### Consigne
Recopiez mot pour mot et en entier l'extrait source ci-dessous, consacré à Marylène Lévesque.

### Extrait source
▬▬▬▬▬▬
Gilles Simard, Droit de parole, Québec, février 2020
Avec ses yeux immenses qui lui mangeaient son beau visage à l’air un peu rebelle, Marylène Lévesque, 22 ans, avait toute la vie devant elle pour dépenser sa pétillante énergie. « Elle était généreuse, souriante et aimante et elle aimait le bonheur », ont dit d’elle ses amis-es, au sortir d’une vibrante cérémonie d’adieux, à Chicoutimi, il y a peu.
▬▬▬▬▬▬
### Matériel fourni
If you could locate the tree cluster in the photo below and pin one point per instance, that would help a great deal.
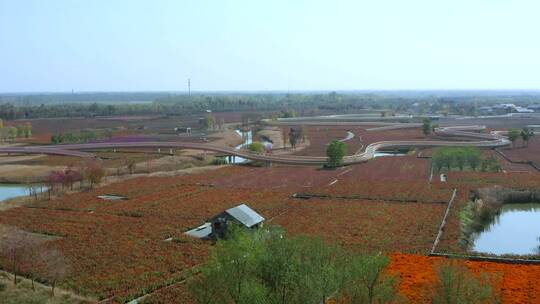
▬▬▬▬▬▬
### Réponse finale
Gilles Simard, Droit de parole, Québec, février 2020
Avec ses yeux immenses qui lui mangeaient son beau visage à l’air un peu rebelle, Marylène Lévesque, 22 ans, avait toute la vie devant elle pour dépenser sa pétillante énergie. « Elle était généreuse, souriante et aimante et elle aimait le bonheur », ont dit d’elle ses amis-es, au sortir d’une vibrante cérémonie d’adieux, à Chicoutimi, il y a peu.